----- Records to use

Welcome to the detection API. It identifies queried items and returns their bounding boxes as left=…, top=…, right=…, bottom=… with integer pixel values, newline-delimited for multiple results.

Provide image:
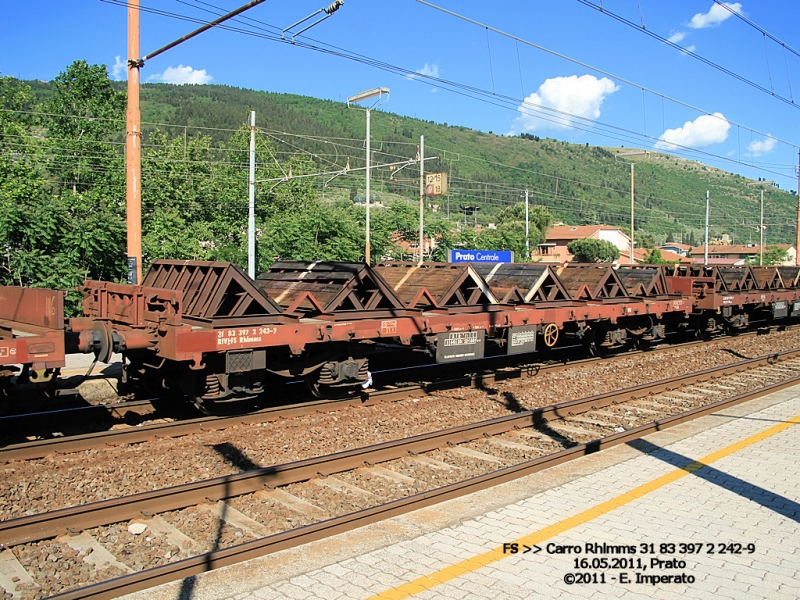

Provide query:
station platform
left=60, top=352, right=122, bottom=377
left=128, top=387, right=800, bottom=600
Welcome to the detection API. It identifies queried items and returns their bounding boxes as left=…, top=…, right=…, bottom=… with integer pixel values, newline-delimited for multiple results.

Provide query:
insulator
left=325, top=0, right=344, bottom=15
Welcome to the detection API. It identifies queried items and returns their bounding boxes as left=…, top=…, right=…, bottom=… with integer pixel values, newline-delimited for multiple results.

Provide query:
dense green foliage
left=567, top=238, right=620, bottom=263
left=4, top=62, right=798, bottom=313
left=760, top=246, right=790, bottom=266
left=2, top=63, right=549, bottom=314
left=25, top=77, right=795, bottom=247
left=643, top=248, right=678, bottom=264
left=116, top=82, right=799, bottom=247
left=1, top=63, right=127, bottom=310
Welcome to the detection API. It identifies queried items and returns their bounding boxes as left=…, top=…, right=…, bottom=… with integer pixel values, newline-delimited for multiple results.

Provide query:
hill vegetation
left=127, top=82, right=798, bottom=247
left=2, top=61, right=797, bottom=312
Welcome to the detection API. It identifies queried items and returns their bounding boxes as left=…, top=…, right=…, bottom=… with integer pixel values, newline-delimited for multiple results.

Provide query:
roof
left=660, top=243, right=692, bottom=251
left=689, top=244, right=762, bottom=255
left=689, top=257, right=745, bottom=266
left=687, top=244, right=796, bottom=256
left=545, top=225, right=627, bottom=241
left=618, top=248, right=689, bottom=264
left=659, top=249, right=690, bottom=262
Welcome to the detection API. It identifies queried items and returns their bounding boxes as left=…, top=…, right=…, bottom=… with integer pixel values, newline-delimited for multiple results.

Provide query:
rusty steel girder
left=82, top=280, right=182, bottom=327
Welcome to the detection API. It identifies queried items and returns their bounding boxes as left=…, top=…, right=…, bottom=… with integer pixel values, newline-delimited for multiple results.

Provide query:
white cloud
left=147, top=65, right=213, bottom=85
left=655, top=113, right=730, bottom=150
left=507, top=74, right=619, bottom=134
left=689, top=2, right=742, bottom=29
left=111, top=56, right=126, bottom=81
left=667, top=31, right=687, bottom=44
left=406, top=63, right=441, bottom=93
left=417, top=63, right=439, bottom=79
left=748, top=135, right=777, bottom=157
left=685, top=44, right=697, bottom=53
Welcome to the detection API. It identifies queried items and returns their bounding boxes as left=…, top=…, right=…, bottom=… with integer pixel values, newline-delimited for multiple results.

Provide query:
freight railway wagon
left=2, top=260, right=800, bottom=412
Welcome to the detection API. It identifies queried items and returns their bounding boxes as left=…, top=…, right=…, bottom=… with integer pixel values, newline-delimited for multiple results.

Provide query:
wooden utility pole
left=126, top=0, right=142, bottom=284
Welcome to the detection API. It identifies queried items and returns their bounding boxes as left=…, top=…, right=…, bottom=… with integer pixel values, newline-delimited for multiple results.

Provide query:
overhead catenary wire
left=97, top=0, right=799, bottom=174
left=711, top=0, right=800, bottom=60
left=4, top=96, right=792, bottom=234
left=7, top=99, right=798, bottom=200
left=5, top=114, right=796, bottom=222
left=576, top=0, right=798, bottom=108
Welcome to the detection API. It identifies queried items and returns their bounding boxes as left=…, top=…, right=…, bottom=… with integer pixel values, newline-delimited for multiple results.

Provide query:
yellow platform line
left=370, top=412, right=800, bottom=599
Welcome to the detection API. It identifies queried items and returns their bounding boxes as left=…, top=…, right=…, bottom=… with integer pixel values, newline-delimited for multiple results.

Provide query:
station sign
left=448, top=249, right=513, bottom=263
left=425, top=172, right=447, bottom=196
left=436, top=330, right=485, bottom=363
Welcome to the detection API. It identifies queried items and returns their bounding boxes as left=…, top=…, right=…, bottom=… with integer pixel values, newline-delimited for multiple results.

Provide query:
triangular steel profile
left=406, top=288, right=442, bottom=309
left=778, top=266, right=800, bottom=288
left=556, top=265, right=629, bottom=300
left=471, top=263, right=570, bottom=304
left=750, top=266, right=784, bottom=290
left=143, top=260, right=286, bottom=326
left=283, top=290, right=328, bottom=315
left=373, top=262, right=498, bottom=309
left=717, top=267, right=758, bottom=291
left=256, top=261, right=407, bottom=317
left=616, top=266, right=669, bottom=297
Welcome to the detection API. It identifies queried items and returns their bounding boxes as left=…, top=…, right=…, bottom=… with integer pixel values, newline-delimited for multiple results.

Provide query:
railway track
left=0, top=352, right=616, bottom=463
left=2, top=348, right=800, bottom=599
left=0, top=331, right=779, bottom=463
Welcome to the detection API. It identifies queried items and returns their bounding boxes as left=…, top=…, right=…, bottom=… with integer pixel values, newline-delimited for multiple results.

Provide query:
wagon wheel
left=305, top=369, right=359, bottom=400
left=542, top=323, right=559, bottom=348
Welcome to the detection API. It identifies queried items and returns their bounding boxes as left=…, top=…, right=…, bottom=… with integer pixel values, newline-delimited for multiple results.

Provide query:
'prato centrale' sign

----------

Without including the pictures, copy all of the data exactly.

▶ _Result_
Welcome to the detection API. It identifies queried items and returns their bounding boxes as left=…, top=…, right=…, bottom=… with integer pixel values, newline-delimited for multiple results.

Provide image:

Provide query:
station platform
left=60, top=352, right=122, bottom=377
left=128, top=387, right=800, bottom=600
Welcome to the detection API. It identifies queried items and returns their bounding boxes as left=…, top=…, right=…, bottom=… with integer pixel values, newline-delimited for multiple results.

Provide query:
insulator
left=325, top=0, right=344, bottom=15
Welcome to the detection API. It identifies queried items and returns their bounding boxes as left=…, top=…, right=…, bottom=… with integer pixel values, newline-delimited for multiple results.

Provide query:
dense green foliage
left=567, top=238, right=620, bottom=263
left=4, top=62, right=798, bottom=313
left=760, top=246, right=790, bottom=266
left=2, top=63, right=549, bottom=314
left=25, top=77, right=795, bottom=247
left=643, top=248, right=678, bottom=264
left=116, top=82, right=799, bottom=247
left=1, top=63, right=127, bottom=310
Welcome to the detection API. It identifies queried items and returns their bounding boxes as left=…, top=…, right=…, bottom=… with integer pixel values, newline-delimited for multiple results.

Provide query:
hill vegetation
left=127, top=82, right=798, bottom=247
left=2, top=61, right=797, bottom=312
Welcome to the detection API. It identifies queried items and returns their bounding boxes as left=…, top=…, right=…, bottom=… with integer pixel values, newline-delimited for multiple results.

Provide query:
roof
left=660, top=243, right=692, bottom=251
left=689, top=244, right=762, bottom=255
left=689, top=257, right=745, bottom=266
left=687, top=244, right=796, bottom=256
left=545, top=225, right=627, bottom=241
left=618, top=248, right=689, bottom=264
left=659, top=249, right=690, bottom=262
Welcome to the detection API. It identifies queried items and returns their bounding boxes as left=…, top=…, right=…, bottom=… with integer pixel values, newline-delimited for multiple results.

Provide query:
rusty steel girder
left=82, top=280, right=182, bottom=327
Welcome to the detection API. It identifies queried items and returns their bounding boxes as left=…, top=…, right=…, bottom=… with integer pixel values, newline-delimited for multiple results.

Provide query:
white cloud
left=147, top=65, right=213, bottom=85
left=655, top=113, right=730, bottom=150
left=507, top=74, right=619, bottom=134
left=689, top=2, right=742, bottom=29
left=111, top=56, right=126, bottom=81
left=667, top=31, right=687, bottom=44
left=406, top=63, right=441, bottom=93
left=417, top=63, right=439, bottom=79
left=748, top=135, right=777, bottom=157
left=685, top=44, right=697, bottom=53
Welcome to the detection API. It identifies queried items and returns their bounding boxes as left=…, top=…, right=…, bottom=… with integer pixel values, newline-delimited for multiple results.

Provide query:
freight railway wagon
left=2, top=260, right=800, bottom=412
Welcome to the detection API. It identifies queried items and returns their bounding boxes as left=…, top=…, right=…, bottom=… with integer pixel values, newline-delimited for multiple results.

Provide query:
wooden utility pole
left=126, top=0, right=142, bottom=284
Welcome to the detection API. It identifies queried items and returns their bounding boxes as left=…, top=…, right=…, bottom=… with integer pixel values, newline-delimited for multiple results.

Provide query:
overhead catenary wire
left=97, top=0, right=799, bottom=174
left=711, top=0, right=800, bottom=60
left=4, top=96, right=792, bottom=234
left=7, top=99, right=798, bottom=200
left=5, top=114, right=796, bottom=222
left=576, top=0, right=798, bottom=108
Welcome to the detection API. It identifies queried items and returns their bounding boxes as left=…, top=…, right=…, bottom=… with integer pixel values, newline-delimited for multiple results.

Provide query:
yellow platform line
left=370, top=412, right=800, bottom=599
Welcome to the detection API. It identifies queried items and returns their bounding boxes as left=…, top=…, right=…, bottom=… with integer pixel values, newline-delimited for multiple results.

Provide query:
station sign
left=448, top=249, right=513, bottom=263
left=425, top=172, right=447, bottom=196
left=436, top=330, right=485, bottom=363
Welcome to the detection API. It identifies queried items and returns their bounding boxes as left=…, top=…, right=…, bottom=… with integer pixel values, newline-delimited for multiple results.

Provide query:
triangular steel profile
left=406, top=288, right=442, bottom=309
left=778, top=266, right=800, bottom=288
left=556, top=265, right=629, bottom=300
left=471, top=263, right=570, bottom=304
left=750, top=266, right=784, bottom=290
left=143, top=260, right=286, bottom=326
left=283, top=290, right=328, bottom=315
left=373, top=262, right=498, bottom=309
left=717, top=267, right=758, bottom=291
left=256, top=261, right=407, bottom=317
left=616, top=266, right=669, bottom=297
Welcome to the detection API. It identifies queried items and returns their bounding boxes as left=…, top=…, right=…, bottom=… with integer pixel values, newline-delimited for multiple results.

Provide query:
railway track
left=0, top=352, right=616, bottom=463
left=2, top=348, right=800, bottom=599
left=0, top=331, right=779, bottom=463
Welcome to the detection API. It identifies queried items and returns their bounding boxes as left=…, top=…, right=…, bottom=… with integer pixel values, newline-delimited for multiple results.

Provide query:
wagon wheel
left=305, top=369, right=359, bottom=400
left=542, top=323, right=559, bottom=348
Welcome to the detection API. It identifies queried items and returns their bounding boxes as left=…, top=…, right=…, bottom=… with integer pixel values, newline-delimited for multiple results.

Provide query:
'prato centrale' sign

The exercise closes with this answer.